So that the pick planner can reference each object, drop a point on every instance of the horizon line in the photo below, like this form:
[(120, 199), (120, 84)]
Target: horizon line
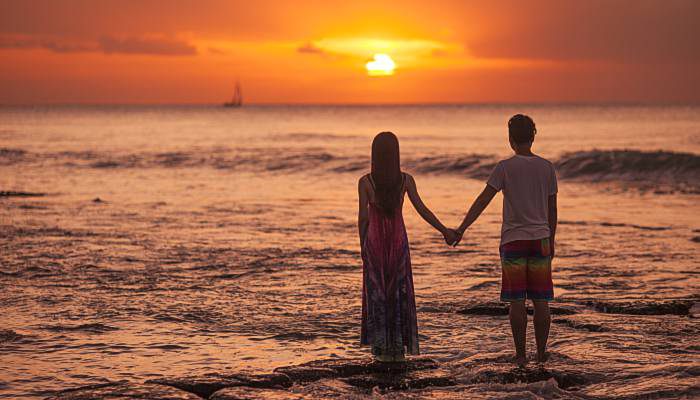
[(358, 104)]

--

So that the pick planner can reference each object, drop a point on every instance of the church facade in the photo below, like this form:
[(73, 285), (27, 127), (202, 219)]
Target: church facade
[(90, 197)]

The exercise => Duplicate the records from the line with "of the horizon" up to and including the line with "[(358, 104)]", and leave the pictures out of your answer.

Completed exercise =>
So that the pick planner can reference each object, drop a point on every instance of the horizon line in the photo below, like this form:
[(120, 199), (120, 84)]
Target: horizon line
[(358, 104)]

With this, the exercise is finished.